_Esercizio a_:
Copia alla lettera il passo dell'articolo sul caso Cavatassi che si apre con le parole contenenti "Nel nostro paese" e si chiude con "un flebilissimo filo.".

_Testo della pagina_:
##########

C’è un uomo, in Thailandia, che sta affrontando una disperata corsa contro il tempo per salvarsi la vita. Denis Cavatassi è accusato dal 2011 di essere il mandante dell’omicidio del socio, Luciano Butti, e il primo grado di giudizio del tribunale dello stato asiatico ha già condannato il cinquantenne imprenditore originario di Teramo alla pena di morte, prevista per l’omicidio. Adesso Denis sta affrontando il processo di appello, che potrebbe confermare la terribile sentenza, mentre in Italia la famiglia, con a capo i fratelli Romina e Adriano, si sono rivolti al Senato per far conoscere il caso dell’uomo e portare la diplomazia a intervenire.

Nel nostro paese la situazione di Cavatassi è seguita dall’avvocato Alessandra Ballerini, una delle maggiori esperte di diritti umani (segue anche la famiglia Regeni nella lotta per avere giustizia dopo la morte al Cairo di Giulio), mentre proprio il 6 febbraio 2018, accompagnati da Amnesty International, dall’associazione “Prigionieri del silenzio” e dal senatore Luigi Manconi in Senato, Romina e Adriano hanno tenuto una conferenza a Palazzo Madama per spiegare la vicenda e far comprendere che la vita del fratello è davvero appesa a un flebilissimo filo.

Le nostre speranze sono che venga assolto e dichiarato innocente, quale è – ha dichiarato Romina Cavatassi a Repubblica –  Speriamo e confidiamo nella serietà e professionalità della corte suprema, composta da tre giudici di esperienza. Speriamo che i giudici della corte suprema eseguano un esame attento della documentazione, dell’iter processuale e delle varie violazioni che ci sono state. Speriamo che gli si garantisca un processo equo che finora non c’è stato. Ci stiamo rivolgendo all’attenzione sociale e istituzionale perché vorremmo che il suo e il nostro inferno finisse, ma vorremmo anche che a tutti, colpevoli o innocenti che siano, venisse garantito un processo equo e un trattamento più umano.Quello che lui racconta è sconcertante e a tratti disumano“.

##########

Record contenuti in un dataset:
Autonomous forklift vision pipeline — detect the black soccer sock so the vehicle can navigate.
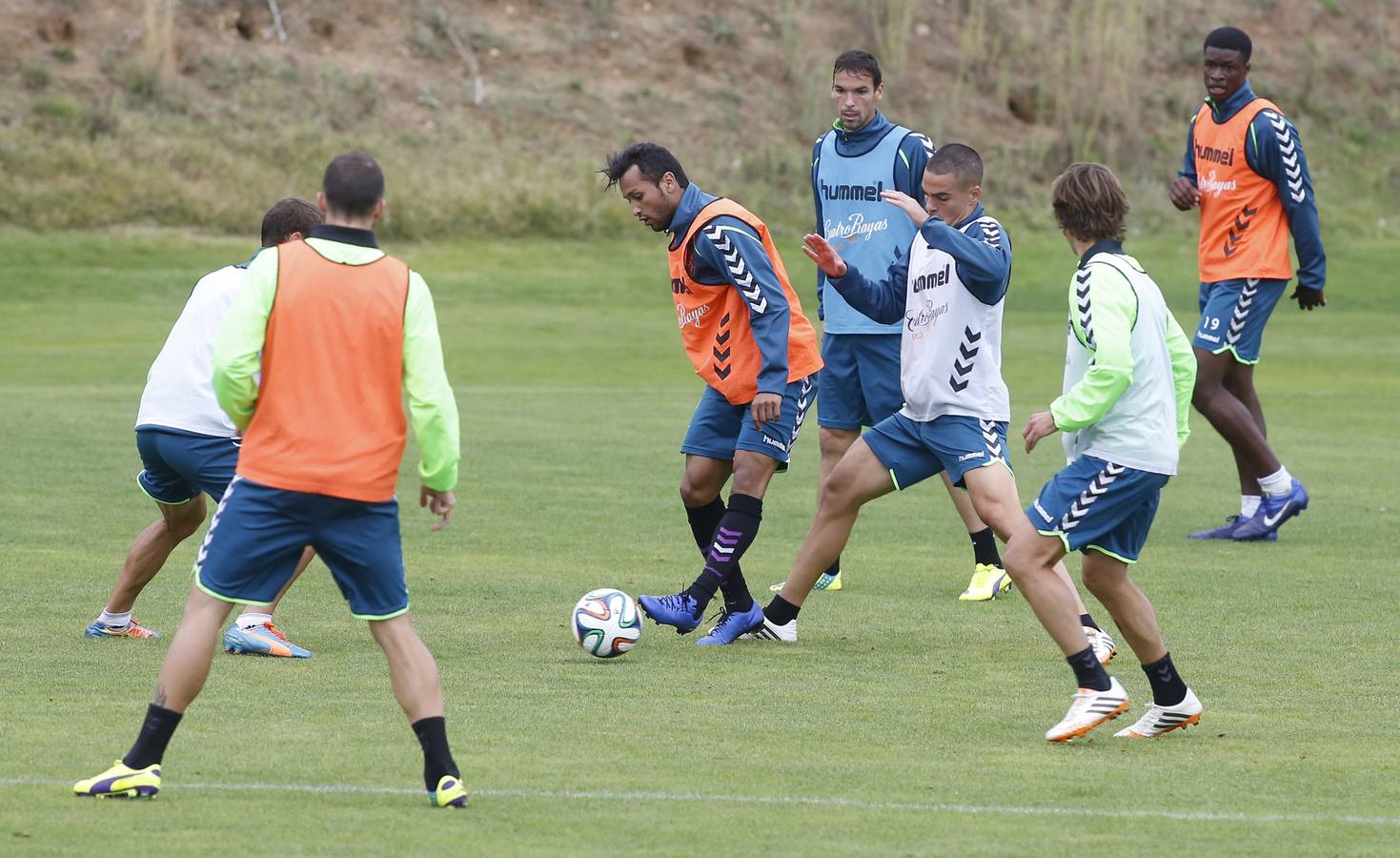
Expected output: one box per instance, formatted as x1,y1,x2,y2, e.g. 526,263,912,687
412,715,462,792
1064,646,1113,691
967,528,1001,567
686,494,763,609
122,703,185,768
763,596,802,625
686,499,753,613
1143,652,1186,705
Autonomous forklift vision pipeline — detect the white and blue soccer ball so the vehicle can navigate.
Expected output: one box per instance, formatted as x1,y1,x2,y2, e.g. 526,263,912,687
574,586,641,658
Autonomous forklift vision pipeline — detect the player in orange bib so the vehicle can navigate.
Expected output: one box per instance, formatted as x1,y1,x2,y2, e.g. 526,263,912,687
599,143,822,645
1170,27,1328,541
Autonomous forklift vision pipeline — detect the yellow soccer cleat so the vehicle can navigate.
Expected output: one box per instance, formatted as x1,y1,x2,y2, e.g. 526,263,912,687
72,760,161,798
429,774,466,807
958,562,1011,602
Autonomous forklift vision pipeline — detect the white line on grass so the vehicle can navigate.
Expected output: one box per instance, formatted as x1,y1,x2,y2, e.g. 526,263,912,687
0,778,1400,826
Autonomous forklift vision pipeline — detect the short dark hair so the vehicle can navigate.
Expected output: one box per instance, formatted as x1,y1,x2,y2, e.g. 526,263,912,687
598,141,690,188
1201,27,1254,63
262,196,320,248
1050,164,1128,241
832,51,884,87
320,153,384,217
924,143,982,188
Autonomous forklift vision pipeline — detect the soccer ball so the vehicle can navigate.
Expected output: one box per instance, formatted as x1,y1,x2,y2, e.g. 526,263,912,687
574,586,641,658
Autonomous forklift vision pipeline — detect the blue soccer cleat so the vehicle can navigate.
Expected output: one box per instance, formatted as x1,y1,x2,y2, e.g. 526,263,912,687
224,622,311,658
637,594,704,634
1230,480,1308,541
1188,515,1278,541
696,602,763,646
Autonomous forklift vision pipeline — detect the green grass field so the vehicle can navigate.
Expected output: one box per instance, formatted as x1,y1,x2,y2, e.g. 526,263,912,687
0,222,1400,855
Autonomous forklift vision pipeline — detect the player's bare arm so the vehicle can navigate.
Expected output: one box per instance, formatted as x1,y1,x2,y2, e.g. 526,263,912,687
802,233,847,278
880,191,928,227
1021,412,1060,454
418,485,457,532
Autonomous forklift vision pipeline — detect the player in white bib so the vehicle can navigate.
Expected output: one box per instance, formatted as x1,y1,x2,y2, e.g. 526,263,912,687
752,143,1114,662
789,51,1011,602
1005,164,1201,742
83,197,320,658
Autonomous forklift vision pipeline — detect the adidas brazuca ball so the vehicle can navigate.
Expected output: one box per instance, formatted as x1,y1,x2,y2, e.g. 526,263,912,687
574,586,641,658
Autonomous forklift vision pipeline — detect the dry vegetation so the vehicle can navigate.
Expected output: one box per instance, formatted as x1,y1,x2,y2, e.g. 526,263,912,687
0,0,1400,236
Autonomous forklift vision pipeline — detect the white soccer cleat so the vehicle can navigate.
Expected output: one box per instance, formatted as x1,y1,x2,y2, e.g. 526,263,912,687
1113,688,1201,739
740,617,797,644
1084,625,1119,667
1045,676,1128,742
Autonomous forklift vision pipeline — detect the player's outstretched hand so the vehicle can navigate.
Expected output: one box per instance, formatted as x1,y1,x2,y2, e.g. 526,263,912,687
1288,286,1328,309
1167,176,1201,212
880,191,928,227
802,233,845,277
418,485,457,530
749,394,782,430
1021,412,1060,454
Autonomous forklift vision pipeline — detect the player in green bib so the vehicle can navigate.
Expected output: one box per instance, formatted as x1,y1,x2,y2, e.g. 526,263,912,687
1006,164,1201,742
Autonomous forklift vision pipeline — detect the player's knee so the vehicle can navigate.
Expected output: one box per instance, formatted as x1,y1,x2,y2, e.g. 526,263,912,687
1001,536,1035,578
680,475,720,508
818,470,860,514
1191,378,1225,415
816,428,861,460
1081,564,1128,602
164,499,204,541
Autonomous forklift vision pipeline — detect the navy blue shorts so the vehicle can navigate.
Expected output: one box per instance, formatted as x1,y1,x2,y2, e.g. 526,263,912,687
1191,278,1288,364
1026,457,1170,562
194,478,409,620
816,333,904,430
135,425,238,505
861,415,1011,490
680,375,816,470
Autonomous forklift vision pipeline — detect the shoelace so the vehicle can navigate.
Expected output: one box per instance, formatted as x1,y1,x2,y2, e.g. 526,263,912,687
660,594,695,613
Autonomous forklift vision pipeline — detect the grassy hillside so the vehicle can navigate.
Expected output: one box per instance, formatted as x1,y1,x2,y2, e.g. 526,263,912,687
0,0,1400,238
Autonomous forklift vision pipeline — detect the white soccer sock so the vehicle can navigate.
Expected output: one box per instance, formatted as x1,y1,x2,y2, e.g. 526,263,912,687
238,612,272,628
1259,466,1293,496
96,607,132,628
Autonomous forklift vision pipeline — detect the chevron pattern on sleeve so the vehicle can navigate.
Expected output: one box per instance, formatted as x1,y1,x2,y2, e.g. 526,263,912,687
788,375,812,449
1265,111,1308,203
702,225,768,314
976,217,1001,251
948,328,982,394
1074,269,1095,349
1060,462,1127,533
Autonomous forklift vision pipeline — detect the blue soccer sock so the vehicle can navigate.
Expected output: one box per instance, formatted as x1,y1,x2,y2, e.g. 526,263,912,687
686,494,763,610
686,497,753,613
412,715,462,792
122,703,185,768
1064,646,1113,691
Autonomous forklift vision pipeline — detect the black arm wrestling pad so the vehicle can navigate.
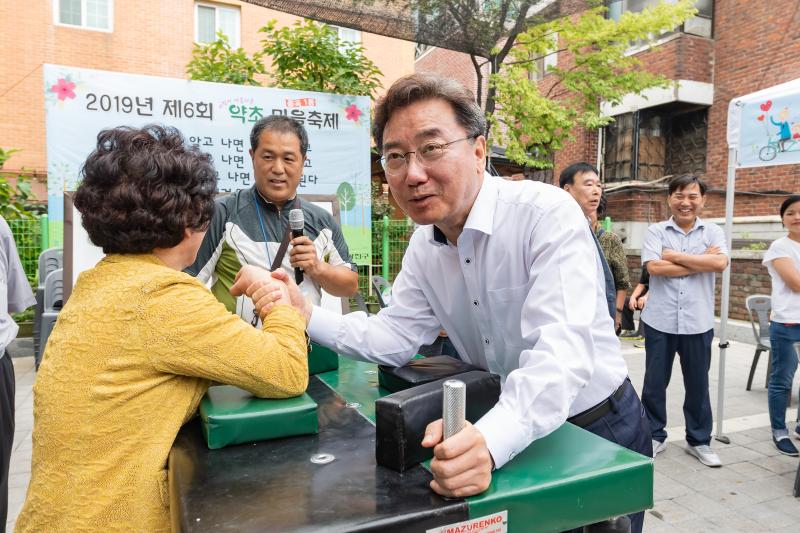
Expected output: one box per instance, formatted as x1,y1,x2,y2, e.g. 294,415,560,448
378,355,481,392
375,370,500,472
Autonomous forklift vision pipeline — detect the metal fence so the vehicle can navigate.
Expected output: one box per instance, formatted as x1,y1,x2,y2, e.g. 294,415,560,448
8,217,47,286
358,216,415,301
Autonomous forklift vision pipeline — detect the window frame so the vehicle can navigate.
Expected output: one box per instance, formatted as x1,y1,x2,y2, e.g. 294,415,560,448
606,0,716,39
194,1,242,49
52,0,114,33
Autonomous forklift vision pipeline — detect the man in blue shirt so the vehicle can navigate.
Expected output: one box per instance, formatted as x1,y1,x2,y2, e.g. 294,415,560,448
642,175,728,467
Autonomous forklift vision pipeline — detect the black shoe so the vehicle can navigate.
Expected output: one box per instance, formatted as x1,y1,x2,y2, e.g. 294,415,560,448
772,435,800,457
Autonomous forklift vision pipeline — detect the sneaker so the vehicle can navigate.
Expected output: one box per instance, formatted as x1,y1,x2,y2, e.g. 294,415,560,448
772,435,800,457
653,439,667,458
686,444,722,467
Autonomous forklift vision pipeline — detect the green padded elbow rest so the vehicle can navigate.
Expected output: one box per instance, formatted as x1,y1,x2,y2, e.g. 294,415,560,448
200,385,319,450
308,342,339,376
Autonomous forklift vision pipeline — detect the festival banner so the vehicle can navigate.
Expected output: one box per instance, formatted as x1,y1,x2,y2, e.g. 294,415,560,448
738,94,800,167
44,65,372,264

##########

_Esercizio b_:
Riscrivi soltanto la parte dell'elenco che si apre con la riga contenente "Autonomous forklift vision pipeline — detect the black shoe" e si chiude con quella contenente "308,342,339,376", entrambe incluse, riportando ogni riga. Scala per 0,9 le coordinate delle risposte arrotondando all'intero, con le metà per eccesso, e lascia invariati i numeri delle righe che indicano il formato.

_Risultato a_:
Nel nostro paese la situazione di Cavatassi è seguita dall’avvocato Alessandra Ballerini, una delle maggiori esperte di diritti umani (segue anche la famiglia Regeni nella lotta per avere giustizia dopo la morte al Cairo di Giulio), mentre proprio il 6 febbraio 2018, accompagnati da Amnesty International, dall’associazione “Prigionieri del silenzio” e dal senatore Luigi Manconi in Senato, Romina e Adriano hanno tenuto una conferenza a Palazzo Madama per spiegare la vicenda e far comprendere che la vita del fratello è davvero appesa a un flebilissimo filo.

_Risultato b_:
Autonomous forklift vision pipeline — detect the black shoe so the vehicle can navigate.
Expected output: one box per instance, formatted as x1,y1,x2,y2, e.g. 294,415,560,448
695,392,720,411
Autonomous forklift vision pipeline — detect the sneaker so the vehicle can navigate.
Expected output: one box per instance, formatted as x1,y1,x2,y2, e.g. 294,415,560,448
695,392,720,411
588,395,600,412
617,400,650,420
Autonomous forklift vision pipeline — detect the green padded elbow rest so the vehicle can navigate.
Expected output: one box per instance, formatted as x1,y1,x2,y2, e.g. 294,415,560,448
180,347,287,405
277,308,305,338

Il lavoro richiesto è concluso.